Short task:
Transcribe all of the lines below word for word, keeping each one in its original order.

Provided entries:
::::
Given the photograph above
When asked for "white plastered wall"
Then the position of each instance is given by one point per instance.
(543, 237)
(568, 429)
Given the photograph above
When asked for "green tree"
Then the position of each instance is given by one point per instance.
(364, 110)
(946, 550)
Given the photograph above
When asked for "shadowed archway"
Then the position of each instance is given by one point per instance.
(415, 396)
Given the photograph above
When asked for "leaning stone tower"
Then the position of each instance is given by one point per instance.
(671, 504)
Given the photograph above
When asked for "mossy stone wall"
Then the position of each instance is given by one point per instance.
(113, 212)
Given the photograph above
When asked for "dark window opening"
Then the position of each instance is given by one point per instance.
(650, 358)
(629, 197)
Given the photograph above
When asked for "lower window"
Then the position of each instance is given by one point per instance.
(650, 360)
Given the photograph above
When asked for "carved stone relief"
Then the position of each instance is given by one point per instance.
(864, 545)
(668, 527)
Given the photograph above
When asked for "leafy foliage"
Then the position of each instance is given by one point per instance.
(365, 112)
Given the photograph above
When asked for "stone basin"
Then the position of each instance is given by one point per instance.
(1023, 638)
::::
Task result:
Given the photograph above
When asked for "white plastered wall"
Then the position of each instance is given by one point per instance.
(543, 237)
(568, 429)
Given the photograph above
When asked for "green tree"
Then the position of each instance is given by one point per instance.
(364, 110)
(946, 550)
Given the photograph above
When asked for "shadowed archway"
Then the position of each instance is given by one point per instance.
(415, 396)
Given the photograph above
When asked for "leaning stone tower"
Then the position of each instance is given by one point per instance.
(671, 504)
Given the photograph above
When asked for "mossy stone wall"
Then the position of each instance is given by one point per instance.
(113, 212)
Given the photograph above
When asked for "dark window opening"
Then the position of each instance is given by one point per instance.
(650, 358)
(629, 197)
Given the photograph above
When asked for "lower window"
Then the position of each instance is given by one point per instance.
(650, 360)
Given the photograph above
When asked for "carved stone relief"
Then the position of each instance is given by one point per instance.
(864, 545)
(668, 527)
Given the photograph above
When asked for "leafy foliage"
Then the position of each instance is given by one point per instance.
(365, 112)
Given the photograph above
When asked for "stone basin"
Then the position of each instance is given by one point per instance.
(1023, 638)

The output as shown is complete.